**Directive:**
From the line containing "# Trace the outline of every instance of the tree" through the last line of the data, return those lines exactly as written and nothing more.

**Materials provided:**
☆ ☆ ☆ ☆ ☆ ☆ ☆

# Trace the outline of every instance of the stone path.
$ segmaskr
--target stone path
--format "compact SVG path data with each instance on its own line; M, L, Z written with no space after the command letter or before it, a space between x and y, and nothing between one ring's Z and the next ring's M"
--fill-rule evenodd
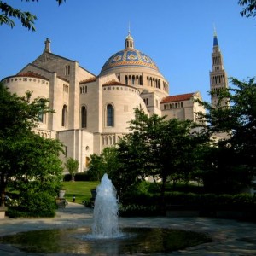
M68 203L59 209L53 218L0 219L0 236L18 232L90 226L92 210L82 205ZM207 218L119 218L120 227L165 227L208 233L213 241L164 255L256 255L256 224ZM18 251L0 244L1 256L44 255ZM53 255L53 254L50 254ZM61 255L55 253L55 256ZM63 255L63 254L61 254ZM71 254L69 254L71 255ZM81 255L81 254L80 254ZM102 255L102 254L101 254ZM163 254L155 254L163 255Z

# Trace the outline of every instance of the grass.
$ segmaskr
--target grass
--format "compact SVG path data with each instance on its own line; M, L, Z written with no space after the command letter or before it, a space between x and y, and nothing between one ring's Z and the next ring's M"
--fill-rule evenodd
M73 195L76 196L76 203L81 204L84 200L90 201L91 198L90 189L95 189L99 182L62 182L66 189L65 198L67 201L73 201Z

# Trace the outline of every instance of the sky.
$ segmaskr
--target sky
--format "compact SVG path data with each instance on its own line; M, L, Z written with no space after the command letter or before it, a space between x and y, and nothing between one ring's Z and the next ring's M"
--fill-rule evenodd
M256 76L256 18L241 17L238 0L6 0L38 18L36 32L15 20L0 26L0 80L51 52L98 75L124 49L129 26L135 49L150 56L168 80L170 95L200 91L210 101L214 27L229 77Z

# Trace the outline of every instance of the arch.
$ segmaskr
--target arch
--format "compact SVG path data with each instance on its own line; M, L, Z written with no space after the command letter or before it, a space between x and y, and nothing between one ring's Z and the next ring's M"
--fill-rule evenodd
M82 106L81 108L81 127L87 127L87 108L85 106Z
M67 105L63 105L62 108L62 118L61 118L61 126L67 125Z
M44 104L44 99L40 99L39 102L41 104ZM40 111L38 115L38 122L45 124L45 120L46 120L45 113Z

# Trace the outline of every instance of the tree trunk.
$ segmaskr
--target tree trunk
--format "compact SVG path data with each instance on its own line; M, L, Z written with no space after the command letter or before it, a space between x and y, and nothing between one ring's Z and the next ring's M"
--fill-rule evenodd
M160 191L160 214L164 216L166 216L166 178L162 177L162 186Z
M0 179L0 193L1 193L1 205L0 207L4 207L4 196L5 196L5 189L6 189L6 184L4 182L4 177L1 176Z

☆ ☆ ☆ ☆ ☆ ☆ ☆

**Written solution:**
# Trace the outline of every instance of the tree trunk.
$ segmaskr
--target tree trunk
--format "compact SVG path data with each instance on its own line; M, L, Z written with no space after the command letter or before it, a space between x and y, and nothing between one ring's Z and the next ring's M"
--fill-rule evenodd
M160 191L160 214L164 216L166 216L166 178L162 177L162 186Z
M0 179L0 193L1 193L1 205L0 207L4 207L4 196L5 196L5 189L6 189L6 184L4 182L4 177L1 176Z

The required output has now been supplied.